▶ **SOURCE EXTRACT**:
----
Virtual Schooling Gets a Bad Rap

It’s a shameful truth that the choices parents make concerning their children’s education will be criticized no matter what they do. Public schools? They’re the enemy. Private schools? Way too expensive, and only snobby parents pay for their kids to go there. Homeschooling? Your child is going to be antisocial. It’s no wonder that parents who choose to virtual school their students have just as much trouble as anyone else.

Unfortunately, virtual schooling is new; and like anything else that is new, it takes time for people to adjust to it. They want to pick it apart, and look for reasons why it might fail, and insist that the worst-case scenario is the one most likely to ococur.

When public schools became the norm for everyone, there were those who fought them. When homeschooling became a more common practice, there were those who fought against the idea. Even the creation of schools was argued against in many quarters. Any time a new standard is created, people will gripe about it, complain about it, and decide that it is the worst thing in the world until they adjust.
----
▶ **GOALS**:
a) From the first paragraph of the virtual schooling essay above, list every type of schooling it names.
b) In the virtual schooling essay, what do critics of homeschooling say will happen to the child?
c) Write the next part of the virtual schooling essay, picking up after its final paragraph.
----
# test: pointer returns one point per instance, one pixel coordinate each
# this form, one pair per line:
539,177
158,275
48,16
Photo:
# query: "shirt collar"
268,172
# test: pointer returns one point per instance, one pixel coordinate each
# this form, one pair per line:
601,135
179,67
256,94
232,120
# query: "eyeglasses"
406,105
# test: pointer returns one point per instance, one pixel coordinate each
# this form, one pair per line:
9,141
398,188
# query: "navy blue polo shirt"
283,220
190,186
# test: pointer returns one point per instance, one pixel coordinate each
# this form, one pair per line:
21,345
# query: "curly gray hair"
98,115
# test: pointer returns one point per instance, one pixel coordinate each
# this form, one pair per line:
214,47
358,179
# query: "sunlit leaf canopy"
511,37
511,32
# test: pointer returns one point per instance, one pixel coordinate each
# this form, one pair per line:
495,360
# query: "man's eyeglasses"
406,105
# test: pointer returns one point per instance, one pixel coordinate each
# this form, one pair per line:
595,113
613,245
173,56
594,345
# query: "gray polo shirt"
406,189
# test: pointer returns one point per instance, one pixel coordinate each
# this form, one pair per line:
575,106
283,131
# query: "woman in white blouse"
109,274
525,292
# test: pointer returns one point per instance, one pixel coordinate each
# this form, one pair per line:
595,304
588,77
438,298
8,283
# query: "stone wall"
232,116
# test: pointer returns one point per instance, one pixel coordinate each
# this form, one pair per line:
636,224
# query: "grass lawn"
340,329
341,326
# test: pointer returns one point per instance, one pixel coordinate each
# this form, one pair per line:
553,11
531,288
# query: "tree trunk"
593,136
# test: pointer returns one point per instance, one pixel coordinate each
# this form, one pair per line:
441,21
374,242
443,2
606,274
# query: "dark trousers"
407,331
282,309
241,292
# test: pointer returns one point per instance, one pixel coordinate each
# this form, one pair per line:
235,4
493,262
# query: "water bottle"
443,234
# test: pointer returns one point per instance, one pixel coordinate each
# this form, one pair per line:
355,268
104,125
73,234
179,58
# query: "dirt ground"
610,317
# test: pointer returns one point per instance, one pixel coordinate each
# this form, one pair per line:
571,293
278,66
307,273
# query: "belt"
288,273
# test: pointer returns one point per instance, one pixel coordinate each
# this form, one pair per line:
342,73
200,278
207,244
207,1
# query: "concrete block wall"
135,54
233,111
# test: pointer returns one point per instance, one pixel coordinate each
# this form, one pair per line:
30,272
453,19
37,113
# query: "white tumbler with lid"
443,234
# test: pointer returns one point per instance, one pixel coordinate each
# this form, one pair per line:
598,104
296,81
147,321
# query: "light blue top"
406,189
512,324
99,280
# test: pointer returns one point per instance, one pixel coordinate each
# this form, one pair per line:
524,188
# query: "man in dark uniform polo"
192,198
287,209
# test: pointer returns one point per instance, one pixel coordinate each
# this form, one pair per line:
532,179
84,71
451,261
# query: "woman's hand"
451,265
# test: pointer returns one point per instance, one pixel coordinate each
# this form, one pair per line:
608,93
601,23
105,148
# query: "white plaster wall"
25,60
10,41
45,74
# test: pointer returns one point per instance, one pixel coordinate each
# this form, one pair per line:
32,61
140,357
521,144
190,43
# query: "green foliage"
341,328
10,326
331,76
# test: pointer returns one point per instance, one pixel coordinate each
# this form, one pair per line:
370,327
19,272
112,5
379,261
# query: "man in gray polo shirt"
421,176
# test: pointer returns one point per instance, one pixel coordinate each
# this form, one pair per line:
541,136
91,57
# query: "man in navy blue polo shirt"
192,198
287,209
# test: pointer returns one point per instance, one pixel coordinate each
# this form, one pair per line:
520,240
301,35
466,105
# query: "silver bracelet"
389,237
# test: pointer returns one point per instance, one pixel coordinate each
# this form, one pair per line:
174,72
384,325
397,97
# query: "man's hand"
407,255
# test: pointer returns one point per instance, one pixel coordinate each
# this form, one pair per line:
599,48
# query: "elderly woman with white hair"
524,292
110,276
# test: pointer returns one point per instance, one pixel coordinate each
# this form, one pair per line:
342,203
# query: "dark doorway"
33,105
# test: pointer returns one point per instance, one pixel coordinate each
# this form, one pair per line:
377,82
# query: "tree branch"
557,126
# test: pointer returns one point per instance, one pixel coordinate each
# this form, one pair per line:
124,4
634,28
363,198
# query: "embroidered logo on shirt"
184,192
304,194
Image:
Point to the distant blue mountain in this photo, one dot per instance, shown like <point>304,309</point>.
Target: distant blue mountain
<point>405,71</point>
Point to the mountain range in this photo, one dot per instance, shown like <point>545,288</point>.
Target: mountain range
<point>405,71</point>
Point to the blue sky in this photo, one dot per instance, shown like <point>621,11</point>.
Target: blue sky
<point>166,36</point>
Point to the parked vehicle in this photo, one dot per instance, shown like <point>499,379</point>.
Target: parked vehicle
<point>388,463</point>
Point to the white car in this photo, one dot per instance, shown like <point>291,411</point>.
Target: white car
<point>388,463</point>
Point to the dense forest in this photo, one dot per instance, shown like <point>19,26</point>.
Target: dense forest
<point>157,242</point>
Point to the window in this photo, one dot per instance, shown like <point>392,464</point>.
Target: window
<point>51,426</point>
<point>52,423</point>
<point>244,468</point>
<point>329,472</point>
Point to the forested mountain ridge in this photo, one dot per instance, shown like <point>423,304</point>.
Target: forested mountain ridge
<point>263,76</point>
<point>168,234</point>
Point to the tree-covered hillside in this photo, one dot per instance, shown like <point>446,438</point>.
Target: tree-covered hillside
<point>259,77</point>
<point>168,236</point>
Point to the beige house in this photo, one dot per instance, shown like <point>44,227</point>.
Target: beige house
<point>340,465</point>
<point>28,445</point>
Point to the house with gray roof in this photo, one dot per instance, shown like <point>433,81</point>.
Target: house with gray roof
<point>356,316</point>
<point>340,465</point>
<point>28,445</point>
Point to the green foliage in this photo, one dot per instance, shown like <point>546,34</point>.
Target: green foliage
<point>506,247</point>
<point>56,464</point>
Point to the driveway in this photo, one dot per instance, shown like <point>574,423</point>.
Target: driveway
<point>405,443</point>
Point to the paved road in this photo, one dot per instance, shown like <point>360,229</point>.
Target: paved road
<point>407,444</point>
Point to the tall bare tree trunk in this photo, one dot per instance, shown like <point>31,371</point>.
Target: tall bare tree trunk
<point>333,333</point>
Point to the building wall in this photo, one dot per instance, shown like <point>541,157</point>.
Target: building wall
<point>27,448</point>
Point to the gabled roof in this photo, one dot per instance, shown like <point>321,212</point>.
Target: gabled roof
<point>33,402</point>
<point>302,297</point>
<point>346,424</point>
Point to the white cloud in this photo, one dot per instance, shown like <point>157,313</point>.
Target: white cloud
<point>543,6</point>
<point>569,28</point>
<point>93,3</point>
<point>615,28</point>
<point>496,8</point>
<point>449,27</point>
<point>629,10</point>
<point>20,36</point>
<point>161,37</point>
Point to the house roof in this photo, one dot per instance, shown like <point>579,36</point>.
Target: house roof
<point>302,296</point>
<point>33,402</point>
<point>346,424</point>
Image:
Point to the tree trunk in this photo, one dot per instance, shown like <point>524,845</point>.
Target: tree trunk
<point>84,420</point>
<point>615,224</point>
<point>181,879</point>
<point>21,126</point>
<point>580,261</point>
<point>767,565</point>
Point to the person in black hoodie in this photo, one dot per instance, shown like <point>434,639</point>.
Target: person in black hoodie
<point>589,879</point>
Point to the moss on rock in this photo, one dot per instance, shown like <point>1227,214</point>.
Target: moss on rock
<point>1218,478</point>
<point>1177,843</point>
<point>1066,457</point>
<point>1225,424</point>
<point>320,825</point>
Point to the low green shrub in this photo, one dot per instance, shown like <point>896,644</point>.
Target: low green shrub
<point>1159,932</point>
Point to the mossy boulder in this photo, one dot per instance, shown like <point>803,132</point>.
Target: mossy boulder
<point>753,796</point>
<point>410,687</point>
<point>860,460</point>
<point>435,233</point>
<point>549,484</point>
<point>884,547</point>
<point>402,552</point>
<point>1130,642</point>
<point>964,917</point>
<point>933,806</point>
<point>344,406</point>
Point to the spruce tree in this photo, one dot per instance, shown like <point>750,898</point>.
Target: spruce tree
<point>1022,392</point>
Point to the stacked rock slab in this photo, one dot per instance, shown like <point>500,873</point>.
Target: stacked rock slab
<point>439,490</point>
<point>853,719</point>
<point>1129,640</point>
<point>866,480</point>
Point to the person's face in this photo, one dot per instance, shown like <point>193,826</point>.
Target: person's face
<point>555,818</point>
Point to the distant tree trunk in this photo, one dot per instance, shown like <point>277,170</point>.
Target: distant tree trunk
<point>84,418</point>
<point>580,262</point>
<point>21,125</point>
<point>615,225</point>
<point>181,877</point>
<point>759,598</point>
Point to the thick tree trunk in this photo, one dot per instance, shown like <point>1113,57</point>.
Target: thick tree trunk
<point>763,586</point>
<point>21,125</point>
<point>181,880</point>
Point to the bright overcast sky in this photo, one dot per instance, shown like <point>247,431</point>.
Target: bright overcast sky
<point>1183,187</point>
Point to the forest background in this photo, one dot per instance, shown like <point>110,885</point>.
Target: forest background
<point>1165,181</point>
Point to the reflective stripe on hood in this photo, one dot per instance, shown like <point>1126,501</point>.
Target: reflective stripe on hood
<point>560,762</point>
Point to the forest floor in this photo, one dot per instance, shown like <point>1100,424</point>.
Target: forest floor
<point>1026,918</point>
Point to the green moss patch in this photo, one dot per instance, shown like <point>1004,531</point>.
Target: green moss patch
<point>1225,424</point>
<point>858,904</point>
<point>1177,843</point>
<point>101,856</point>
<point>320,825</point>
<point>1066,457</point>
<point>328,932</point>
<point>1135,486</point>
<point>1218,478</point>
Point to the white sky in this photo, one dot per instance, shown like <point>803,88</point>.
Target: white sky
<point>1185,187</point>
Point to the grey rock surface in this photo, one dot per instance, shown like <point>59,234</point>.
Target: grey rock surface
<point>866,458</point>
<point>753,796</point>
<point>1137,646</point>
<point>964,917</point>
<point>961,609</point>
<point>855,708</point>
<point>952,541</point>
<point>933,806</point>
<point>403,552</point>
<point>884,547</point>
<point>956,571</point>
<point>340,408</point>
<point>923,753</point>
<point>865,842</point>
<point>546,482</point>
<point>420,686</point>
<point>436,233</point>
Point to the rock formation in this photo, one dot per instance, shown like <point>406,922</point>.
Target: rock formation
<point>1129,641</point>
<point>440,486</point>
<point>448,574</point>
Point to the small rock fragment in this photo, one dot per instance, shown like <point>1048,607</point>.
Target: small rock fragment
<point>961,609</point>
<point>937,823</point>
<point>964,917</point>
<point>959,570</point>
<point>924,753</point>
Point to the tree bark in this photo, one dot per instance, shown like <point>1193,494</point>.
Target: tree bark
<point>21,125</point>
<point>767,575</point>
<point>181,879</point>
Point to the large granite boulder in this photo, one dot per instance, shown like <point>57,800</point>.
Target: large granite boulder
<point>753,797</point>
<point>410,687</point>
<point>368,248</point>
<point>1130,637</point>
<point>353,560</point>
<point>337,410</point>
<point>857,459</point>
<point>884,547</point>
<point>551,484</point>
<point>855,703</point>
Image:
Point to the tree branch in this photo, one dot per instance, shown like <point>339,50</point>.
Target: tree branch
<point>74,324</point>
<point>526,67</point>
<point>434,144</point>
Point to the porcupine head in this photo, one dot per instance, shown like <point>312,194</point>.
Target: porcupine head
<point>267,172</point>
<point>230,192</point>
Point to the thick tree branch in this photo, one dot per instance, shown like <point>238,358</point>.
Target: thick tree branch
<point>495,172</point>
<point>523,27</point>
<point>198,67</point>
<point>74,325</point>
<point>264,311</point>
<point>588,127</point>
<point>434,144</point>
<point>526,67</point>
----
▶ **RESPONSE LIST**:
a) Public schools, private schools, homeschooling, virtual schooling

b) The child is going to be antisocial.

c)
Then what? When virtual schools have been around longer, will people learn to accept them and treat them as the norm? Eventually, it is inevitable. There comes a point where people will accept it just as much as they do traditional homeschooling, or private schools, or any other educational opportunity. In the meantime, however, people are going to bicker, and complain, and insist that there is nothing “good” about it.

Virtual schooling is not a fad. Too many people have jumped on board, and it is too useful to too many people. Eventually, enrollment numbers will settle down somewhat. People for whom this is a valued educational opportunity will find it, and stick with it. In the meantime, it’s just a matter of patience until new regulations are found.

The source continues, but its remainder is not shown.